**Extracted text**:
* * * * * * * * *

It’s been a hectic couple months for this editor. Besides being in busy season for work, I’m taking two classes (including accounting for the first time in my life), and trying to be a good husband for my wife, who is dealing with the serious health issues of her father. (Oh, and for the praying folk out there, please keep him in your thoughts today, he’s undergoing double bypass surgery)

I’ve also been completely unmotivated to write about this entire health care debacle. I’m so worn out of the news cycle this mess has made, it makes me not even want to watch any type of news program.

But as the potential end to a political battle that could define a presidency seems near, I felt it was time to weigh in.

I took abuse from some folks here when I said I was willing to keep an open mind on President Barack Obama. I’m always willing to give someone a chance, whether they have an “R” or “D” next to their name, I feel that its a person, and not a party, that should be judged.

So I gave Obama a chance, but he blew that chance. He blew the chance to earn any support from David Kaiser, moderate Republican. And this chance was blown not because of the health care plan specifically, but the due to his timing and stubbornness in trying to ram through for the sake of ramming it through.

Could health care use some help? I believe so. I’m not sure if the government should be playing an active role in health care, but at least they should play a role in making it work more effectively. There are models of effective health care out there in the world that seem to work, and I think we should take the time to study them, extract best practices, and then see how these practices would fit with how things are currently done.

* * * * * * * * *

**Extracted entries**:
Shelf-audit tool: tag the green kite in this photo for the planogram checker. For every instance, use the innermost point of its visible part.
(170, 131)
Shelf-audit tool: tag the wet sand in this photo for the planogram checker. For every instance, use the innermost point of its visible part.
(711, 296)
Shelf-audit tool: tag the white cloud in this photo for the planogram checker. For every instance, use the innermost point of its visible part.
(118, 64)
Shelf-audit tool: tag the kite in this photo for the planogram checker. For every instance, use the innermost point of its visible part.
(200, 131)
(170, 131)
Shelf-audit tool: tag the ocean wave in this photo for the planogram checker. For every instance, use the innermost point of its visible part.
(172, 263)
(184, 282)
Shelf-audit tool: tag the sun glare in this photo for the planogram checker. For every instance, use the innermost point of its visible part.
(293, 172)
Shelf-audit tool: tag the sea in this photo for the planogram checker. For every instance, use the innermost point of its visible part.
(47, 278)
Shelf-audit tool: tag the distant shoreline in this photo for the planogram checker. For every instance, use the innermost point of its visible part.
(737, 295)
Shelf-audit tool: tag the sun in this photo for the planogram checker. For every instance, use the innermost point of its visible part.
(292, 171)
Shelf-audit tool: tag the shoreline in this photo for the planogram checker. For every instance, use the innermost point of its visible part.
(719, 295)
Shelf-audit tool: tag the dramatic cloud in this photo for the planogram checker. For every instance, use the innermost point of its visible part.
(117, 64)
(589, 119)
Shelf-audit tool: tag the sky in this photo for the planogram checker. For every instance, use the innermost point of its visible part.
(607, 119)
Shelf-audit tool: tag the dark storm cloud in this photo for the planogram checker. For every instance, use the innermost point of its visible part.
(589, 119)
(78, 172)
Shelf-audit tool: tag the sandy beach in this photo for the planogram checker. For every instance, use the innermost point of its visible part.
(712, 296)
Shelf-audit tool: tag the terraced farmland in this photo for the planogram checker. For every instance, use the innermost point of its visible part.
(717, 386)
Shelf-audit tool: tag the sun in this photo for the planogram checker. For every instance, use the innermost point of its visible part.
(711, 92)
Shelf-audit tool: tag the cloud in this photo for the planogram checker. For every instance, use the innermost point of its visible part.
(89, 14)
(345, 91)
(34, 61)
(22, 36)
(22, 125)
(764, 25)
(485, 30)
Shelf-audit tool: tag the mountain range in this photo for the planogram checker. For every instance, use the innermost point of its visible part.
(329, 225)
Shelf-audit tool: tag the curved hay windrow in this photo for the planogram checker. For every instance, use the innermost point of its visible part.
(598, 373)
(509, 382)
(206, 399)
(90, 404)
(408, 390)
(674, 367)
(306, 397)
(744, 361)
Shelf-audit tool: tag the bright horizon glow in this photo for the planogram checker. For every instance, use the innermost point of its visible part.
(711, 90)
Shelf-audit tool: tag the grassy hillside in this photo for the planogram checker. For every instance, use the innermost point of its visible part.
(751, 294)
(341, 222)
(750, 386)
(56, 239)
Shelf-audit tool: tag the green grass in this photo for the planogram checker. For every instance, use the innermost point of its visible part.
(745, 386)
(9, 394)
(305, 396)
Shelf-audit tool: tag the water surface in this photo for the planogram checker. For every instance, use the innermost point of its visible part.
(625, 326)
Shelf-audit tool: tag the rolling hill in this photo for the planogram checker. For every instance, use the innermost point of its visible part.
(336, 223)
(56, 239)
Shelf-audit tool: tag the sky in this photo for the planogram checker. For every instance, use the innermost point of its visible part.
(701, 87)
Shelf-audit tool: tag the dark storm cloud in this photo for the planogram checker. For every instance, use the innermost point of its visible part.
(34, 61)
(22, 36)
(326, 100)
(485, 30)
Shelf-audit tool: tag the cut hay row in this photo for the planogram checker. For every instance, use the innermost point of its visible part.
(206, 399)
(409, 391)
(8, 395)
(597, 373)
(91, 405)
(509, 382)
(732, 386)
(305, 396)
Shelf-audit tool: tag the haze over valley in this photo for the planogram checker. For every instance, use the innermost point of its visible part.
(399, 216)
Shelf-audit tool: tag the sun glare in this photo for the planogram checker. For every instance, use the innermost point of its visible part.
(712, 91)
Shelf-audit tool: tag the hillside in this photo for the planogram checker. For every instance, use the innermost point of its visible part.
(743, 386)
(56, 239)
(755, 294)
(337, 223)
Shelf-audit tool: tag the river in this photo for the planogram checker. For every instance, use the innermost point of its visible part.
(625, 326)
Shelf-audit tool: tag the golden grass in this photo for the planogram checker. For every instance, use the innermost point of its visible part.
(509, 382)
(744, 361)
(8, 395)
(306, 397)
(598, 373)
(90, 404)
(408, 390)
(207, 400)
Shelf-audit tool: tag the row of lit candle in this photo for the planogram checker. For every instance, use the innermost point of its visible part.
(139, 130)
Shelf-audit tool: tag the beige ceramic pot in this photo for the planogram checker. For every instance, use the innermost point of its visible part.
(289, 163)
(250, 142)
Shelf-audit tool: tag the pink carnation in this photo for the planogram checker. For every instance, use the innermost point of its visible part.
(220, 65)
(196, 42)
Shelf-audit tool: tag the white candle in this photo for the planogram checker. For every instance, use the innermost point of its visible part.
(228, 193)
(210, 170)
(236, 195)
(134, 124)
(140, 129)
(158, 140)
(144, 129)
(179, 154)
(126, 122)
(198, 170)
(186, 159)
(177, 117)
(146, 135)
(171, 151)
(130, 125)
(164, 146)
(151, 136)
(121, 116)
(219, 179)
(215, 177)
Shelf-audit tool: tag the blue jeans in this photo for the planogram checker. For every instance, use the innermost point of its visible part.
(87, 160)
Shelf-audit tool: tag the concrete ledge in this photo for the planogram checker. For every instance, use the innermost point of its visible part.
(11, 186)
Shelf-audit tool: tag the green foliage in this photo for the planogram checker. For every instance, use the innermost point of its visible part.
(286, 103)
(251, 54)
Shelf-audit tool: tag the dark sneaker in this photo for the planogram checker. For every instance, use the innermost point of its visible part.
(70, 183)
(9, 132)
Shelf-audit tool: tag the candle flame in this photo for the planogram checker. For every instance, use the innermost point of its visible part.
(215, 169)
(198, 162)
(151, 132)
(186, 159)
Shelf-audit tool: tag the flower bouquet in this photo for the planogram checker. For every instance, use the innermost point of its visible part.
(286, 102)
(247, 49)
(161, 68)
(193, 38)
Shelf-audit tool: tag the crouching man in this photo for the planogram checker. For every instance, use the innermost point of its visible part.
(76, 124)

* * * * * * * * *

**What is being asked**: Continue the blog post above about the health care debate and President Obama, picking up after its final sentence.

**Solved problem**:
A friend of mine, who is a small business owner and staunch Republican, told me the other day as we debating the health care topic, “Health care is not a right.” And I didn’t quite know how to react to that.

Maybe it’s not a right, but what isn’t right to me is the insane cost of health care that make it so people without benefits cannot afford even the most simple of treatments. Are the systems implemented in Canada and Europe better than ours?

It doesn’t appear so.

That doesn’t make our system right, it’s just less wrong then theirs.

Debate aside on any reform of health care, which both sides will argue ad nauseum, its not the idea of reform itself that has soured me, its the timing of this bill and the money that will need to go into it.

We are still in the early recovery phase of one of the worst economic downturns in American history. We are coming off eight years of a President who spent recklessly, and that doesn’t even include a large portion of the money he spent on two wars. A major chuck of the spending on Iraq and Afghanistan is not even reflected in the published budget numbers during the George W Bush administration. At least $200 billion of the money spent on these conflicts were kept off-budget using special supplemental resolutions.

Between the fragile state of the economy and the absurd budget surplus handed to him by the Bush Administration, no one would have faulted Barack Obama for doing nothing but concentrating on economic recovery in his first year.

It would have been the prudent and common sense thing to do, both for the country and for his popularity.

But he didn’t.

To take on an enormous task like health care in the first year of his taking office is much like a surgeon leaving an double bypass surgery half way through to go treat someone with pneumonia.

Yes, I think the health care system is sick, but it wasn’t on the verge of death.

Trying to tackle health care before the economy was well on its way to recovery was at best an illogical decision and much closer to incompetence or hubris. My take on Barack Obama when stacked up against the last Democrat to be President, Bill Clinton is simple. When Clinton saw that health care would be a bloody battle that could cripple his young tenure and may not have even been successful, he withdrew. Obama’s tact has been to charge once more unto the breach, to go headlong into the valley death with the six hundred.

In a nutshell?

Clinton was willing to lose the battle to win the war, which to him was a second term.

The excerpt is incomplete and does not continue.